#### TE VERWERKEN GEGEVENS
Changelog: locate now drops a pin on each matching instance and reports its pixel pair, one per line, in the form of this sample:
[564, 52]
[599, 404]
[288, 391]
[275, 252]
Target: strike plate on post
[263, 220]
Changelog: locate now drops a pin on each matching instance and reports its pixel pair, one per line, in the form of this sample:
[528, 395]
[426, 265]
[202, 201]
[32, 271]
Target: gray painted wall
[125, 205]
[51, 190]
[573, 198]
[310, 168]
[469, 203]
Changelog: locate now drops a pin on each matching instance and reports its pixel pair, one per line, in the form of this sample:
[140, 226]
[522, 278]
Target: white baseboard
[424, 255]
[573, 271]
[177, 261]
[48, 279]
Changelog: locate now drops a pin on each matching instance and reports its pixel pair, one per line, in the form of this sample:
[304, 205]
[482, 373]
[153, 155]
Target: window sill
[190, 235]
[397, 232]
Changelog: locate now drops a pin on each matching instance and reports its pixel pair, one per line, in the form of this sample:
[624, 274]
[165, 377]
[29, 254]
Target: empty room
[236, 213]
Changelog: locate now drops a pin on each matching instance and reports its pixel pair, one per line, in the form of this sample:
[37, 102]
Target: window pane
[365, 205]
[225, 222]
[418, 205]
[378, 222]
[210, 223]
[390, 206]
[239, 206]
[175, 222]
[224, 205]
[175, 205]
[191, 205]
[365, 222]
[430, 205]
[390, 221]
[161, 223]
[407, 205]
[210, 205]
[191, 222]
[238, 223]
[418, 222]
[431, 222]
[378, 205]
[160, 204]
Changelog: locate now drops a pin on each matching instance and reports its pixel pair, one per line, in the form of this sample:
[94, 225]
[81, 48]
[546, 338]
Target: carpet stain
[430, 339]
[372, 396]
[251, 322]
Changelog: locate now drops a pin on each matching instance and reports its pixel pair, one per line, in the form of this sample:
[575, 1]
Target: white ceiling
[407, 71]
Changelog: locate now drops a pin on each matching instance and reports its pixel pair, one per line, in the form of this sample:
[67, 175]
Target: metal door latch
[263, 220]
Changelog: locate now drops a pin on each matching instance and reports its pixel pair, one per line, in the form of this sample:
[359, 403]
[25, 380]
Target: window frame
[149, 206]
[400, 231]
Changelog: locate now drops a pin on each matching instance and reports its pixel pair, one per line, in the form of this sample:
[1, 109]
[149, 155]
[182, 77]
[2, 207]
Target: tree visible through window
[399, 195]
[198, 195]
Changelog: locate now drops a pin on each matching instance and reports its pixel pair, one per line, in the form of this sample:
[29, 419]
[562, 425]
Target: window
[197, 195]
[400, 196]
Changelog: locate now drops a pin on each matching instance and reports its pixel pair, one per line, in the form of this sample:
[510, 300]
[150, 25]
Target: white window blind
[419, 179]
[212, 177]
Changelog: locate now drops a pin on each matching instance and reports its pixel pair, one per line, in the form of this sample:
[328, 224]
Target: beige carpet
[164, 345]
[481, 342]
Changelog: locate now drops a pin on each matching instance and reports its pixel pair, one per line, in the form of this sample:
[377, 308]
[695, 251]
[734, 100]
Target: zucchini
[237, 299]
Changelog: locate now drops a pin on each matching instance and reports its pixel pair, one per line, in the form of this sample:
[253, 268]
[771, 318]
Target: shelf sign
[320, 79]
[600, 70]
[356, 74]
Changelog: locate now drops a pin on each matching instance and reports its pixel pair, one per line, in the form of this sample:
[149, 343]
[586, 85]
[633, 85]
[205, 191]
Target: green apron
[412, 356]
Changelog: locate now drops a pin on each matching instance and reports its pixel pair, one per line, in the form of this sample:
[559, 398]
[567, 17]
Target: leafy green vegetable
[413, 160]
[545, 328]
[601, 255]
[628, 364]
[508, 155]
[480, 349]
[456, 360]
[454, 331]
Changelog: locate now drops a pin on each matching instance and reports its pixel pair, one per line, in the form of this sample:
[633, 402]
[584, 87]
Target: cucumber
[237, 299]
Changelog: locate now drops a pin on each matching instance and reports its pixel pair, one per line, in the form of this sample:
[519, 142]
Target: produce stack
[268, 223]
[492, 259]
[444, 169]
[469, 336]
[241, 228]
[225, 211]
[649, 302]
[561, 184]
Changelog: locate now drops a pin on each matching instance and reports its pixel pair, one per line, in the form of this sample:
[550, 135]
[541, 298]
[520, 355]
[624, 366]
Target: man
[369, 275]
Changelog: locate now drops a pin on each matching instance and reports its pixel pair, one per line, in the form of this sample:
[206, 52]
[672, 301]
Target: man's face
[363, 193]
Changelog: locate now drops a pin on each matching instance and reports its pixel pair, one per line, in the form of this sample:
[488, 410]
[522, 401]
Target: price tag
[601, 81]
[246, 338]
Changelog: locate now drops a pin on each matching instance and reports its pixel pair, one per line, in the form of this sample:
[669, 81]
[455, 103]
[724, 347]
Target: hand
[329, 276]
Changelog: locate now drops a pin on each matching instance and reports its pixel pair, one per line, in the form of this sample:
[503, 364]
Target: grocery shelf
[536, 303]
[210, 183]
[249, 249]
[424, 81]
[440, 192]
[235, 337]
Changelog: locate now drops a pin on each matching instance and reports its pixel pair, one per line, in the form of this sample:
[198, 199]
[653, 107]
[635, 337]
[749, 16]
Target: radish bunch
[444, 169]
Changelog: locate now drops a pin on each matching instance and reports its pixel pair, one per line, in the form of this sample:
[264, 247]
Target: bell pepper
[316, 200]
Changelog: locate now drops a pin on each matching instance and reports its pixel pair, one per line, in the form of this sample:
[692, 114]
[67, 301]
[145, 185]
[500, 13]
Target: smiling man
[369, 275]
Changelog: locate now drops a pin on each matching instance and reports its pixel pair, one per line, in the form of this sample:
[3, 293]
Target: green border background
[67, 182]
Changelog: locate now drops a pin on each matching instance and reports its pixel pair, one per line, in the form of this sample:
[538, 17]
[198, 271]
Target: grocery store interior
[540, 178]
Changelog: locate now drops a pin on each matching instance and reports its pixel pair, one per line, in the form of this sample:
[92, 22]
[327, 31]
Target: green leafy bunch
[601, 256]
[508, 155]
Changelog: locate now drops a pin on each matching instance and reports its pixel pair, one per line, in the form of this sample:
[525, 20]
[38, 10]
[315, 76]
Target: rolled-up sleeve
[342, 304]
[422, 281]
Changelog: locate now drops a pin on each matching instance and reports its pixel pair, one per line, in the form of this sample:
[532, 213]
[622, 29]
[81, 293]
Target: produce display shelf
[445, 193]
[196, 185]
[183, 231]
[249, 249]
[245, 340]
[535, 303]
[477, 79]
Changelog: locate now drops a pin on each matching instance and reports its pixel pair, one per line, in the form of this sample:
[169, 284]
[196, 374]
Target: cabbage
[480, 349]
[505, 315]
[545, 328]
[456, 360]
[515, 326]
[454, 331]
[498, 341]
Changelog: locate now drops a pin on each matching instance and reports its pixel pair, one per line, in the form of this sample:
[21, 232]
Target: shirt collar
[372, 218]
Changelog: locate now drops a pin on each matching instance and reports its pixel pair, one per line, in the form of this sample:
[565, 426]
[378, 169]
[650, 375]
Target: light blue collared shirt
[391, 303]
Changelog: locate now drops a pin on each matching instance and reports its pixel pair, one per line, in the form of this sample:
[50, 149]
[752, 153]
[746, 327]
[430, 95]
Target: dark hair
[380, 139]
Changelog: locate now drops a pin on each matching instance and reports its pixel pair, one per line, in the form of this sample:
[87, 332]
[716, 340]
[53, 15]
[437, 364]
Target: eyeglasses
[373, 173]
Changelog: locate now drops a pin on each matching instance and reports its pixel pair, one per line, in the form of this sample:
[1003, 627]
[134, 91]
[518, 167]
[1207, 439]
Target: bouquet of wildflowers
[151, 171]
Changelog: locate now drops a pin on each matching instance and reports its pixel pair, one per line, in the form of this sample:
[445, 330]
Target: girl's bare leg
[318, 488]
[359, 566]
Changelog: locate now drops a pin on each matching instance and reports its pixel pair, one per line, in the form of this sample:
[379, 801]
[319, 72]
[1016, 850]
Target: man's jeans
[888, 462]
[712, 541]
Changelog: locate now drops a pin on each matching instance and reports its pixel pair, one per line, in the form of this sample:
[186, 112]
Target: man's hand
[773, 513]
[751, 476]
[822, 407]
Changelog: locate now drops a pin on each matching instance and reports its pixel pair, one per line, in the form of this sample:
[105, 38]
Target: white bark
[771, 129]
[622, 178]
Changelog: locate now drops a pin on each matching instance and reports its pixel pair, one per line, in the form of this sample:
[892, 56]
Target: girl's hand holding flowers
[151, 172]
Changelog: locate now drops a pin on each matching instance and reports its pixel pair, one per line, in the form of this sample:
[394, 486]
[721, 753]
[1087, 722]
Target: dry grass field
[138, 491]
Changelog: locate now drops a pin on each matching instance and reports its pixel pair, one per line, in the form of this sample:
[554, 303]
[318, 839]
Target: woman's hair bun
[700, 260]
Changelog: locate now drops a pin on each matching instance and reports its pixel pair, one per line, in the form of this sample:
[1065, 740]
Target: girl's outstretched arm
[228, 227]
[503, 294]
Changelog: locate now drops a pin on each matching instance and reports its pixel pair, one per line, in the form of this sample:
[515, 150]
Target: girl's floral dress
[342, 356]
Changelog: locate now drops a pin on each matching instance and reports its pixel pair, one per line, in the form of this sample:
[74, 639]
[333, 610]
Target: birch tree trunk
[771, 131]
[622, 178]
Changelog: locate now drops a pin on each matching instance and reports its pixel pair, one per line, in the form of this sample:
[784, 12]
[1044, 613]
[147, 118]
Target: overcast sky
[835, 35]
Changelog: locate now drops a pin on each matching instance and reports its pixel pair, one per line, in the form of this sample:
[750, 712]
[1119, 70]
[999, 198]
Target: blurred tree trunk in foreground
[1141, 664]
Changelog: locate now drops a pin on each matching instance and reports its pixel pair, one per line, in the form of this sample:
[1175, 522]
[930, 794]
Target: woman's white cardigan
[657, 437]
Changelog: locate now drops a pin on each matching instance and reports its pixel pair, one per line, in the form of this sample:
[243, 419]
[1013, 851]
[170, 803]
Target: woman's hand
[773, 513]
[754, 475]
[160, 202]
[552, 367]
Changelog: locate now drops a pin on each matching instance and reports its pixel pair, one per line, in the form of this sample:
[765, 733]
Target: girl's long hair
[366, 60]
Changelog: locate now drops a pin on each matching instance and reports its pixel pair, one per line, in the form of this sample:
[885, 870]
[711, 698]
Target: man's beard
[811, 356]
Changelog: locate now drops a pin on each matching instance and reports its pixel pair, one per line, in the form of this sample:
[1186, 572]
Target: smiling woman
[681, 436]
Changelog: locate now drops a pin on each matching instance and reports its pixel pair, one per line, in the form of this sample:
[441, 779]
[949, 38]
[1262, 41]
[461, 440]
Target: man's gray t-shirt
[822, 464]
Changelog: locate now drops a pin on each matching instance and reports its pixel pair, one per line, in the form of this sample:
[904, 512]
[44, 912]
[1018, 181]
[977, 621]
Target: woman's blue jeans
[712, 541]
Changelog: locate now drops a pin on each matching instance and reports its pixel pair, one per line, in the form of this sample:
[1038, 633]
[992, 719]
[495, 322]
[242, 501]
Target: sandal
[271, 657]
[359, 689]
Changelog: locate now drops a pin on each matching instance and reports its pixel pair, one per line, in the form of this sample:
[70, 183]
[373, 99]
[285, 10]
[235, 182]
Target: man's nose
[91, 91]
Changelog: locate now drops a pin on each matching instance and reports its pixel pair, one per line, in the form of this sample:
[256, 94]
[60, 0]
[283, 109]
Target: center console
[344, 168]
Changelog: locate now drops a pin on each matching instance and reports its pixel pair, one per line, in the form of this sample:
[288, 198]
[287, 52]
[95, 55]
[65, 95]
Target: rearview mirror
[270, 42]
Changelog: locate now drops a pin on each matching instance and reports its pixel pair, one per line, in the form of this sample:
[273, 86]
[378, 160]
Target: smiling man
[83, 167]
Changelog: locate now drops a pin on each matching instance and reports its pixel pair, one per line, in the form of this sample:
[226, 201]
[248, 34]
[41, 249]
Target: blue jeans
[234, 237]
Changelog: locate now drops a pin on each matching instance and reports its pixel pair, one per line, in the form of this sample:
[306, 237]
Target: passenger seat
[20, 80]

#### WAT MOET ER
Verzamel elke regel hierboven waarin het woord "gray" staat.

#### JUISTE UITVOER
Target: gray painted wall
Target: man's gray t-shirt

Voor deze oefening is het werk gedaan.